(VORGEGEBENER TEXT)
Botschafter des Heils in Christo 1862

Was ist Friede?

„Hast du Frieden gefunden?“ ist eine Frage, welche heutzutage oft an die Menschen gerichtet wird; und es mag manche Gläubige geben, welche diese Frage nicht recht verstehen, oder sie zu beantworten wissen. Man betrachtet den Frieden als ein gewisses Gefühl ruhiger Stille im eigenen Herzen, und insoweit, als man dieses nicht in sich wahrnimmt, kommt man zu dem Schluss, dass man noch keinen Frieden gefunden habe.

Dann gibt es viele, welche meinen, ohne die Erfahrung dieses Gefühls der Ruhe durchaus keine Christen sein zu können; und indem sie wahrnehmen, dass jene Erfahrung nicht vorhanden ist, schließen sie, dass sie weder Anteil noch Anrecht an der Sache haben.

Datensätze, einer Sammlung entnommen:
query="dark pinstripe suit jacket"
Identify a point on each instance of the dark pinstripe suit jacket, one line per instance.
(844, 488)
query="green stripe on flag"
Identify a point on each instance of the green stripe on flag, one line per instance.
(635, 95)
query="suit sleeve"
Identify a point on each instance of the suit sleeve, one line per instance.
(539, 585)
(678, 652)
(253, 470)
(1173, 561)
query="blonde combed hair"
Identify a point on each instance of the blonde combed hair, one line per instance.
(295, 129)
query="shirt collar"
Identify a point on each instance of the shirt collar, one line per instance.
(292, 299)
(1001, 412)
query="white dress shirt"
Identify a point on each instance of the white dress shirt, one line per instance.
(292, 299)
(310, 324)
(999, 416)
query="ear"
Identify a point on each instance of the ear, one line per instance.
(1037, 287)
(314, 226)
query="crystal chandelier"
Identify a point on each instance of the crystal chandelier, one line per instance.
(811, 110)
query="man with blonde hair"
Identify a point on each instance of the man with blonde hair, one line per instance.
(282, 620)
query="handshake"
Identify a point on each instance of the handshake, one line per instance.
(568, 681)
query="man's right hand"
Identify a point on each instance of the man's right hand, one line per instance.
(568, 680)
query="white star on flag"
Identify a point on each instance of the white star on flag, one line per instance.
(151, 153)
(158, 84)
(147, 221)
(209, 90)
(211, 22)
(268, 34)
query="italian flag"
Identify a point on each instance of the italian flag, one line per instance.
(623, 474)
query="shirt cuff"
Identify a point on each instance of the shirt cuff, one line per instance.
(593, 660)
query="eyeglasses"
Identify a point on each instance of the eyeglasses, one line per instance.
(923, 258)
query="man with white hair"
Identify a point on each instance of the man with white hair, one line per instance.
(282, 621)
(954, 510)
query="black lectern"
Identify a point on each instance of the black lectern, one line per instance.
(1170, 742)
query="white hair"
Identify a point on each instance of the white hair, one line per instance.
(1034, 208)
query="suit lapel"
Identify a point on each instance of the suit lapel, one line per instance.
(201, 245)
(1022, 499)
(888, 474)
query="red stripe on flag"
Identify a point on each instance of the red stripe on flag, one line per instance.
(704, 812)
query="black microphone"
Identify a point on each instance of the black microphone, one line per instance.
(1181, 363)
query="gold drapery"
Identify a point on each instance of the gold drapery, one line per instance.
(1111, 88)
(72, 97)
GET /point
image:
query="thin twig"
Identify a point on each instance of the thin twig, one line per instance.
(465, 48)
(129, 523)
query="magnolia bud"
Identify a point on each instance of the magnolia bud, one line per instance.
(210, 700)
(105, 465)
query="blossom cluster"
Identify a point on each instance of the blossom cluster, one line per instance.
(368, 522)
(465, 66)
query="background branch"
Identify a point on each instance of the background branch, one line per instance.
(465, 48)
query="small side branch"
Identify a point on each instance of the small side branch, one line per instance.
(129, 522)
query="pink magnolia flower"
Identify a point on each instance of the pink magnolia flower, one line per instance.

(FRAGESTELLUNG)
A – Gib den Text über den Frieden ab den Worten „Was ist Friede?“ bis einschließlich „Frieden gefunden habe.“ wieder und setze dabei überall „Herzensruhe“ an die Stelle von „Frieden“.
B – Als was betrachtet man den Frieden laut dem Text über den Frieden?

(GEORDNETE ERGEBNISSE)
A –
Was ist Friede?

„Hast du Herzensruhe gefunden?“ ist eine Frage, welche heutzutage oft an die Menschen gerichtet wird; und es mag manche Gläubige geben, welche diese Frage nicht recht verstehen, oder sie zu beantworten wissen. Man betrachtet den Herzensruhe als ein gewisses Gefühl ruhiger Stille im eigenen Herzen, und insoweit, als man dieses nicht in sich wahrnimmt, kommt man zu dem Schluss, dass man noch keinen Herzensruhe gefunden habe.

B – Als ein gewisses Gefühl ruhiger Stille im eigenen Herzen.